Your objective: Collect every line in the material below that contains the word "steep".

Supplied records:
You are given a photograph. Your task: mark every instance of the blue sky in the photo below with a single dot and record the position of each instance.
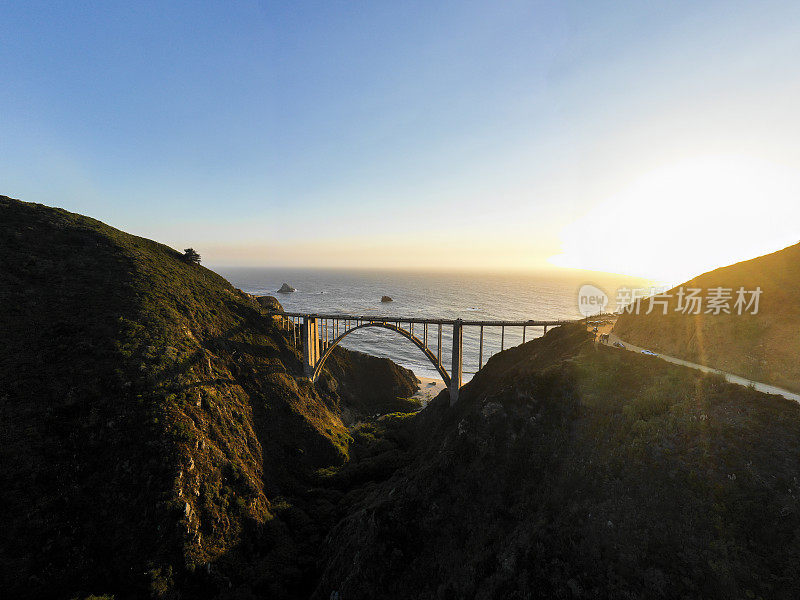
(492, 135)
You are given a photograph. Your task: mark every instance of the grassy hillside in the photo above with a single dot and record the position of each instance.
(573, 471)
(150, 415)
(764, 347)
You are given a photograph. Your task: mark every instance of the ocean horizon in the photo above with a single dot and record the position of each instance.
(466, 295)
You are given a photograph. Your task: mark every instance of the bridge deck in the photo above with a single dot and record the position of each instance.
(393, 319)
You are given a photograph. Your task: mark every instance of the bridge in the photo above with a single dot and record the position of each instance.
(319, 334)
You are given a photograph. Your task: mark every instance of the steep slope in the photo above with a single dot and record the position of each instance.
(763, 347)
(568, 470)
(150, 414)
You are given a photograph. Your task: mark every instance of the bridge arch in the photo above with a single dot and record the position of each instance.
(391, 327)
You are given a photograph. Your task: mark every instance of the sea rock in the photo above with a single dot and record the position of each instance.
(270, 303)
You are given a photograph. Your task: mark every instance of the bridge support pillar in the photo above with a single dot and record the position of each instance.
(456, 372)
(310, 333)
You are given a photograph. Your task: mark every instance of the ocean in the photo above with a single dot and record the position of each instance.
(473, 296)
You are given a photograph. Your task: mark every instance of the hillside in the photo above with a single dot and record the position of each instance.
(152, 418)
(157, 440)
(762, 347)
(569, 470)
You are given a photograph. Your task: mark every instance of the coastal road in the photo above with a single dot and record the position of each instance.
(761, 387)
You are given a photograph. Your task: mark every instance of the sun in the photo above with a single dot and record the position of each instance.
(686, 218)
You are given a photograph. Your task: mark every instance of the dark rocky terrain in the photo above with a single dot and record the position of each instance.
(763, 347)
(158, 441)
(153, 421)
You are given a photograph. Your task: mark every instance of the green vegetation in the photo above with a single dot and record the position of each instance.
(149, 410)
(158, 441)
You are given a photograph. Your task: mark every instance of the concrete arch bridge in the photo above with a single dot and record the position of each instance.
(319, 334)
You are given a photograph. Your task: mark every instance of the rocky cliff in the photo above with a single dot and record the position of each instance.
(154, 423)
(573, 471)
(763, 346)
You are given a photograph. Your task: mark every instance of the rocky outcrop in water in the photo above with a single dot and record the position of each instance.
(271, 303)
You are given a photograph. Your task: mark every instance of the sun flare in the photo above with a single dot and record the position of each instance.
(686, 218)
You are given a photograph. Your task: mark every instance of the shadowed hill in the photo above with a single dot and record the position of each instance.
(573, 471)
(762, 347)
(150, 414)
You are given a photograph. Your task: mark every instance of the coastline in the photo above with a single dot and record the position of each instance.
(429, 388)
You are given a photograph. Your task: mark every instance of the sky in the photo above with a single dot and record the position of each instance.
(654, 139)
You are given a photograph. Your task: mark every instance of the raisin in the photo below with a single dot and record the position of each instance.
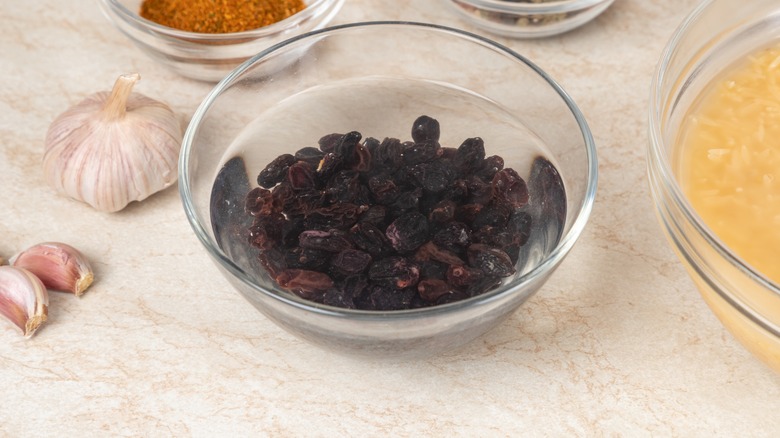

The reply:
You are given a photograph. Your task: mark every instance of the steep slope in the photo above with a single dot and record the position of each instance.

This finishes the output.